▶ _Texte fourni_
Le 10 juin 2018, à Rabat, Aziz Akhannouch, ministre marocain de l’Agriculture, de la Pêche maritime, du Développement rural et des Eaux et forêts, et Audu Ogbeh, ministre nigérian de l’Agriculture et du Développement rural ont signé devant le roi Mohammed VI et le président nigérian Muhammadu Buhari, alors en visite au Maroc, une convention de coopération dans le domaine de la formation professionnelle agricole et de l’encadrement technique. Derrière cette formulation obscure se cache la promotion active par le royaume de son Plan Maroc vert (PMV) comme modèle de développement agricole auprès des pays d’Afrique de l’Ouest.
Lancé en 2008 par Aziz Akhannouch – déjà ministre de l’Agriculture et par ailleurs PDG de Akwa Group et deuxième fortune du pays –, le Plan Maroc vert prévoit d’investir dans l’agriculture près de 147 milliards de dirhams en dix à quinze ans. Il subventionne l’irrigation, l’amélioration génétique, la mécanisation, la plantation fruitière, la transformation et l’agrégation. L’objectif est simple : augmenter et intensifier durablement la production agricole pour multiplier par deux le PIB agricole et, parallèlement, lutter contre la pauvreté dans les campagnes. Contrairement à ce à quoi l’on pouvait s’attendre et à l’objectif premier de certains plans agricoles du même type mis en place dans les pays émergents, l’objectif du Maroc n’a donc jamais été d’atteindre l’autosuffisance alimentaire. Alors que le monde connaissait en 2007 et 2008 une véritable crise avec l’augmentation soudaine des prix des denrées alimentaires sur les marchés internationaux, le royaume a choisi de conserver toute sa confiance dans le commerce mondial. Le Plan Maroc vert, développé par le cabinet de conseil américain McKinsey, a ainsi misé sur les exportations pour compenser le déficit de la balance commerciale agricole : elles devraient être multipliées par 5,5 d’ici 2020.

▶ _Consigne A_
Selon le texte sur le Plan Maroc vert, quel cabinet de conseil a élaboré ce plan ?

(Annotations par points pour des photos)
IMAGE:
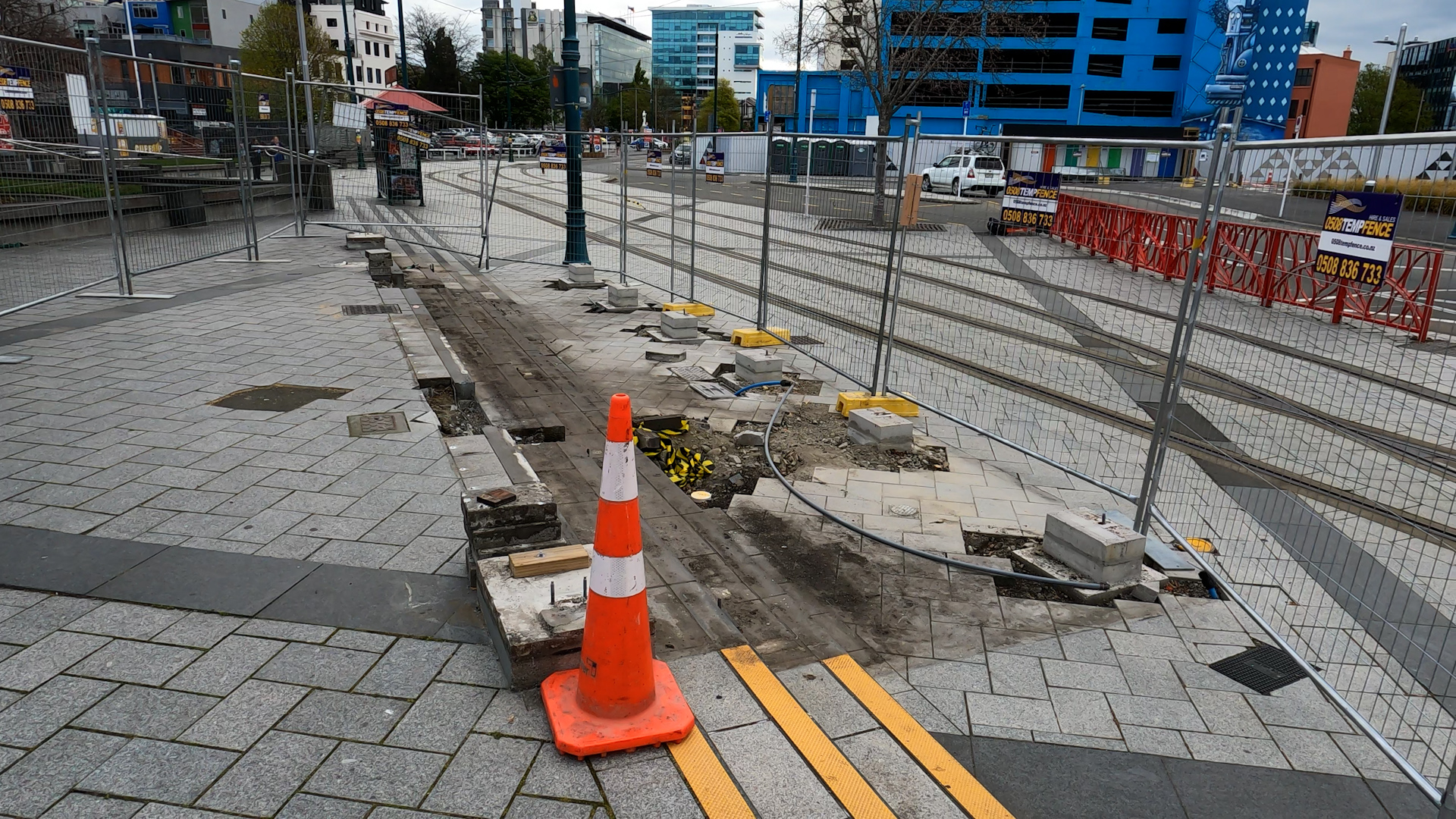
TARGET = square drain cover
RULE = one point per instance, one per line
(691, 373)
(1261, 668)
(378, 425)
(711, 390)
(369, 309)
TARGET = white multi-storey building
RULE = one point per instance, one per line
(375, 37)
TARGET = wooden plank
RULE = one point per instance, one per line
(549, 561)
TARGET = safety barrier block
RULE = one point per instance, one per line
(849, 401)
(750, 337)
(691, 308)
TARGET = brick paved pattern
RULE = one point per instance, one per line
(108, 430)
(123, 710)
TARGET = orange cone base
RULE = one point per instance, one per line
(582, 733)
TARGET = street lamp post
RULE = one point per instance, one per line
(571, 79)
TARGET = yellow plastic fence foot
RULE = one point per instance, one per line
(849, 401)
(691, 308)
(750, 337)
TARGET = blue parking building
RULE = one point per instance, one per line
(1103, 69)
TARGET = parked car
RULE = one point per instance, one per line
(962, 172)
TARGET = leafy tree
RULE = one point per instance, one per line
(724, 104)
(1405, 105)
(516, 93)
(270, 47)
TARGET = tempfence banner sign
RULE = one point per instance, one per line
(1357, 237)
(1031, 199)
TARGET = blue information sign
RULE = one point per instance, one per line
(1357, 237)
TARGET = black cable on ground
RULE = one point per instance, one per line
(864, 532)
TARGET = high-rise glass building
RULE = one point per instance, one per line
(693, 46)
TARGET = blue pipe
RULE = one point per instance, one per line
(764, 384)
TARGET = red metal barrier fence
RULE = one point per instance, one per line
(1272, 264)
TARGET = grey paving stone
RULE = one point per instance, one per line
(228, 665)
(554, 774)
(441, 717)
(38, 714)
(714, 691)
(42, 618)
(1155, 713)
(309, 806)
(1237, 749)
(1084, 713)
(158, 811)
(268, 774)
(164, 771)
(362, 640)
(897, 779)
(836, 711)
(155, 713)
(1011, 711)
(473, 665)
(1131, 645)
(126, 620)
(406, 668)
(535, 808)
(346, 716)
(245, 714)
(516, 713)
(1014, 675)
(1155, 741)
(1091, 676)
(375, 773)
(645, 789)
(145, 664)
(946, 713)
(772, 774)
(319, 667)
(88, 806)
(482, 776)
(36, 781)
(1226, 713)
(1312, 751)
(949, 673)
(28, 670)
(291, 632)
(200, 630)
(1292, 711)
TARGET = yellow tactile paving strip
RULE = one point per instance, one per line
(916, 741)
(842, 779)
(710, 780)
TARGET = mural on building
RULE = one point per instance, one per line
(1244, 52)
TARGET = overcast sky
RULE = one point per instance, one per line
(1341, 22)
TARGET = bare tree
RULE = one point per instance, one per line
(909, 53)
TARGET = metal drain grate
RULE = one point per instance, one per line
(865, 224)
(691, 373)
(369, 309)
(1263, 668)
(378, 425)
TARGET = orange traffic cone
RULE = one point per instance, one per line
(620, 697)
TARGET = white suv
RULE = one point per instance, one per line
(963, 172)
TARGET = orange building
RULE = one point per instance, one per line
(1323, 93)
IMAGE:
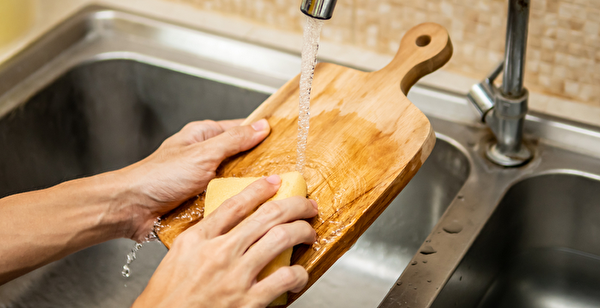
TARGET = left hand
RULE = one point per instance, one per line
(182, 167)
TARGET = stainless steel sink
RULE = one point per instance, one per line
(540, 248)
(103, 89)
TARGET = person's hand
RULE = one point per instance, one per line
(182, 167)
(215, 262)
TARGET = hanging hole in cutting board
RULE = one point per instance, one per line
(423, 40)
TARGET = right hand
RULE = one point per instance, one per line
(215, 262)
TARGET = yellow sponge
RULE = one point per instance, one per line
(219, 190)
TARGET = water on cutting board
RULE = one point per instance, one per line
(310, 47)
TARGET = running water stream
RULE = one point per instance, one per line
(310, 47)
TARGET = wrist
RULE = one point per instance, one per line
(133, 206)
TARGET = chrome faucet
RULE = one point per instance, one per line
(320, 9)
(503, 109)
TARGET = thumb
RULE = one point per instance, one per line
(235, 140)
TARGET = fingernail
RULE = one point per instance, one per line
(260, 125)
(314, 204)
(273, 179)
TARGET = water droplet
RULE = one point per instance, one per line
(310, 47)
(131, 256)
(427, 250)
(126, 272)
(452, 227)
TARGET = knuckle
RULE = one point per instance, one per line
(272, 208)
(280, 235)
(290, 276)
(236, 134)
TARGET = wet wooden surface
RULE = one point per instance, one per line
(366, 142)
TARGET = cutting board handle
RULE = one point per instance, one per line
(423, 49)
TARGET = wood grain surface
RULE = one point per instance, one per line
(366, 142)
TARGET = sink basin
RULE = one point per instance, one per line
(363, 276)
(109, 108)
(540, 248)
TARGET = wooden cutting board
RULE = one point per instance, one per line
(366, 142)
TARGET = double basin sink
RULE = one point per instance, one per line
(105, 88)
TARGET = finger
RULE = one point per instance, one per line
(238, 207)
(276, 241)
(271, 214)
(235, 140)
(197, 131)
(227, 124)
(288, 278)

▶ _Consigne B_
Relève toutes les lignes des entrées où figure le mot "white".

▶ _Résultat A_
Le cabinet de conseil américain McKinsey.

▶ _Résultat B_
TARGET = white multi-storey building
TARGET = white suv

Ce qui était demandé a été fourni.